BEGIN RECORD EXCERPTS

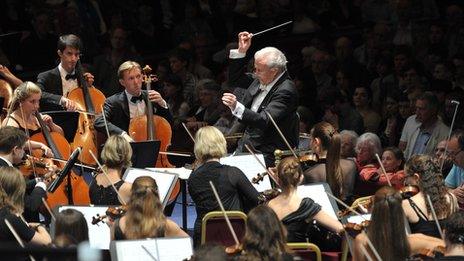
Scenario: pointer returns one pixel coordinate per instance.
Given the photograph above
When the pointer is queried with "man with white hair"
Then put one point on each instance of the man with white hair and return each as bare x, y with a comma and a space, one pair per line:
270, 90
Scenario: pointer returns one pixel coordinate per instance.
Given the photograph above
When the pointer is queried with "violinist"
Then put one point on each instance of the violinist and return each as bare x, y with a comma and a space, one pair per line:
12, 145
120, 108
393, 161
423, 171
454, 237
116, 156
387, 232
144, 217
12, 191
339, 173
24, 105
234, 189
295, 212
58, 82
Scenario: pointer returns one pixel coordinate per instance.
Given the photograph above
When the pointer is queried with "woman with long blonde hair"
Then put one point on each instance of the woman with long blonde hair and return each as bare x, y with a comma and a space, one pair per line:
22, 114
144, 217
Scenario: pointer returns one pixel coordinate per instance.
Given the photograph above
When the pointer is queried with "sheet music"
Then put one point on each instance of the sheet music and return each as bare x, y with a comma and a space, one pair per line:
182, 172
317, 193
163, 249
248, 165
99, 235
164, 180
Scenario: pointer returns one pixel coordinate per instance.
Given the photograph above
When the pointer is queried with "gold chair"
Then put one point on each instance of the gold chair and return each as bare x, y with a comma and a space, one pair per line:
214, 227
306, 250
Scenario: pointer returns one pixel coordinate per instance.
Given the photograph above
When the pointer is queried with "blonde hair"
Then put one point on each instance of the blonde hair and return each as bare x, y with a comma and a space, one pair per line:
209, 144
13, 187
116, 153
127, 66
145, 217
22, 92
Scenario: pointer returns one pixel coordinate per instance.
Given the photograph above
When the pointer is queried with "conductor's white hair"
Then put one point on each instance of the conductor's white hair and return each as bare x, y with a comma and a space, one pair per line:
274, 58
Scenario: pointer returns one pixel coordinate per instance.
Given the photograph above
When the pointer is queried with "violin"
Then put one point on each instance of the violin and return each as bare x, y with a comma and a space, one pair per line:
364, 205
408, 191
267, 195
112, 213
353, 229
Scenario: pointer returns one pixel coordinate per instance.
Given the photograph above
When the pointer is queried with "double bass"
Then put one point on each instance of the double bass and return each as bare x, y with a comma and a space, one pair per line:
89, 101
62, 150
154, 127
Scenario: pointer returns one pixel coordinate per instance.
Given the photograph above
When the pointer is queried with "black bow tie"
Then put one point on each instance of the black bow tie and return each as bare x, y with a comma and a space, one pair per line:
134, 99
71, 77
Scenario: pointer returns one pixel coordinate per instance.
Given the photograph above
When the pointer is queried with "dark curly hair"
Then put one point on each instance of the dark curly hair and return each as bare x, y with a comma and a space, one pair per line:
290, 173
430, 183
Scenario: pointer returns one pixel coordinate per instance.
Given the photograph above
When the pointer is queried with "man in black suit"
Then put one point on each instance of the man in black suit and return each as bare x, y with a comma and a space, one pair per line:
270, 91
120, 108
58, 82
12, 144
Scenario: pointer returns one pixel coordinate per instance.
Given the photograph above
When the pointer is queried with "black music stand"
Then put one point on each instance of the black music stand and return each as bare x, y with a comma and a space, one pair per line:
67, 120
65, 172
145, 153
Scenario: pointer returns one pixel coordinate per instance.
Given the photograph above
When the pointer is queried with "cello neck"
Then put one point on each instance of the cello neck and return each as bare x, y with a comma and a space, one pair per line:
48, 137
150, 124
85, 88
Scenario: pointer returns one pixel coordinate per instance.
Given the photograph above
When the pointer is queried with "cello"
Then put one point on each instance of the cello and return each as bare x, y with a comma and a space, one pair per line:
154, 127
62, 150
89, 100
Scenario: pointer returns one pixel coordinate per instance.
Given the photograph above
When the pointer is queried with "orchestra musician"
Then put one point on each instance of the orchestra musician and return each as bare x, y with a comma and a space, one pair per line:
387, 232
235, 190
12, 206
271, 92
120, 108
58, 82
12, 145
144, 217
339, 173
116, 157
423, 171
295, 212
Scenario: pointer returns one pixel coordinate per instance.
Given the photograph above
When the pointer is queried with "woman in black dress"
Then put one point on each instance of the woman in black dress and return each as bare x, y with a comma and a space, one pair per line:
234, 188
116, 156
296, 212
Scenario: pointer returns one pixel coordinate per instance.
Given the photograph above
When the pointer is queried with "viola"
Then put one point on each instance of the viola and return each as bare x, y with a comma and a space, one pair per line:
408, 191
112, 213
90, 100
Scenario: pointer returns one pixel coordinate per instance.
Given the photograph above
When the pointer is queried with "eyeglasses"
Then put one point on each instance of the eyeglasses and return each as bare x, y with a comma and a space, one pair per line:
454, 154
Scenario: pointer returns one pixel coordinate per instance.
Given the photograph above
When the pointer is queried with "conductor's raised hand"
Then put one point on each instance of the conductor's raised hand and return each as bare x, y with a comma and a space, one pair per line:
229, 100
244, 41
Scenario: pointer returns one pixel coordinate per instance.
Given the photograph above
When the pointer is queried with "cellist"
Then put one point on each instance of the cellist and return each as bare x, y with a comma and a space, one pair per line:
120, 108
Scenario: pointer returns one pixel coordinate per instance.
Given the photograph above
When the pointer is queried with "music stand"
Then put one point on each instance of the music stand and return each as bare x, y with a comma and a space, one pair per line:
145, 153
67, 120
165, 181
169, 249
65, 173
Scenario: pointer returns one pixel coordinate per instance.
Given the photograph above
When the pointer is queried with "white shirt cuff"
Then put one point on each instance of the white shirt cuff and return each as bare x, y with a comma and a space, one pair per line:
239, 110
41, 185
235, 54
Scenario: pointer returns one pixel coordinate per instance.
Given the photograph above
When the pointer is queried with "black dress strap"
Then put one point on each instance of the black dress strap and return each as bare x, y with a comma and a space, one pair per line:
417, 210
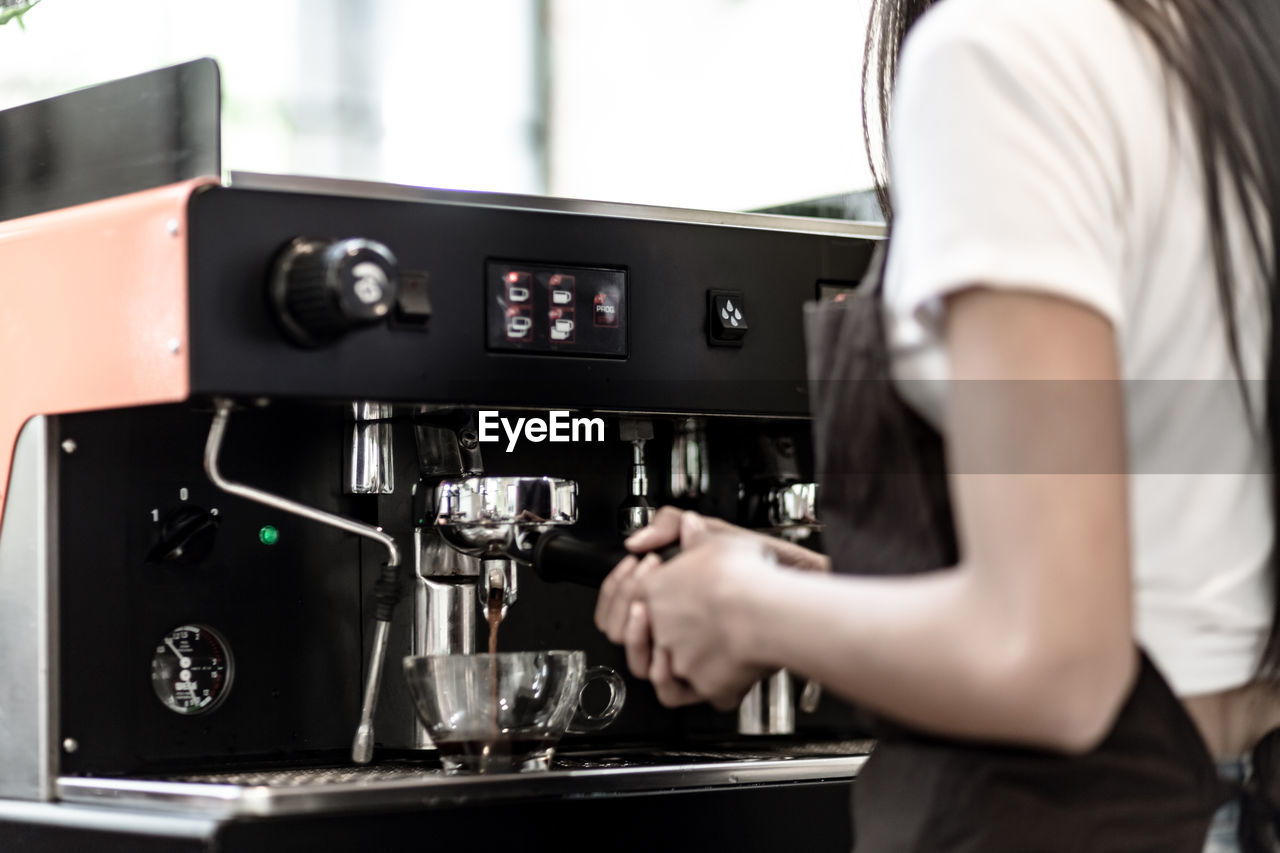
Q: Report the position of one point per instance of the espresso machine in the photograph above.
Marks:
(261, 437)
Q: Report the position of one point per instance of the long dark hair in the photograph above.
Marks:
(1220, 55)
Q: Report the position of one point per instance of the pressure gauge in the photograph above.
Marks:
(192, 670)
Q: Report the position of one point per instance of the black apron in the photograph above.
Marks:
(1151, 785)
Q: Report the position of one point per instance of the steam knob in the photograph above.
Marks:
(323, 288)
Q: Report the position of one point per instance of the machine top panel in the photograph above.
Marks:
(663, 315)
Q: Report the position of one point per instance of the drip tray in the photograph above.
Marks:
(392, 785)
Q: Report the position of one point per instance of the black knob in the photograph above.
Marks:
(186, 537)
(323, 288)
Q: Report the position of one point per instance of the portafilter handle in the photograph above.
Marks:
(558, 556)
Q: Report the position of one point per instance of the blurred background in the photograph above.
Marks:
(718, 104)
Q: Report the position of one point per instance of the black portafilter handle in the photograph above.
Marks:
(560, 556)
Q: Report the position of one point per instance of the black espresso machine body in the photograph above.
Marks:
(673, 337)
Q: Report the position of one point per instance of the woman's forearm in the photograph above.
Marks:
(936, 651)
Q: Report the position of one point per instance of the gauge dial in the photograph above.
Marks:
(192, 669)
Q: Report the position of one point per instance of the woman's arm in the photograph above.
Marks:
(1031, 638)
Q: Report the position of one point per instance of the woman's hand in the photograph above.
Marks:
(667, 529)
(675, 603)
(686, 628)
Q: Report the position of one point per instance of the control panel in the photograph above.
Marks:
(556, 310)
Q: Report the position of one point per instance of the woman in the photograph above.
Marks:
(1052, 219)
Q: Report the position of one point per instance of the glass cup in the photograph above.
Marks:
(506, 712)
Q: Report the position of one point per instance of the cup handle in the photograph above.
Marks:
(583, 721)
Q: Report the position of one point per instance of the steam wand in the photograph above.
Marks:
(387, 591)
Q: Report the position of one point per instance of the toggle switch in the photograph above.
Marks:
(726, 318)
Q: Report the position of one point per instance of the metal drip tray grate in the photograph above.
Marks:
(398, 785)
(306, 776)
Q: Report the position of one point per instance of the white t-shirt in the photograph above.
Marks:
(1033, 146)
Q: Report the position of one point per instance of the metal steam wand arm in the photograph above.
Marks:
(387, 592)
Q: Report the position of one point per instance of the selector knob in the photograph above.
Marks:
(323, 288)
(186, 537)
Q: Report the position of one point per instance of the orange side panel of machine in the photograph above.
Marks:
(92, 309)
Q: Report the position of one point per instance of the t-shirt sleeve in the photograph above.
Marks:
(1004, 160)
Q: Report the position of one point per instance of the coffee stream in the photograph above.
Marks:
(494, 616)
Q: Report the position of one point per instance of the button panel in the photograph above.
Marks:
(726, 318)
(556, 310)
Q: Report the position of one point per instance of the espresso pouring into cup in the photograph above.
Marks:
(515, 725)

END RECORD EXCERPTS

WHAT NEEDS TO BE DONE:
Looking through the data above, count the lines that include the string "knob" and give only the count.

OUTPUT OF THE TASK:
3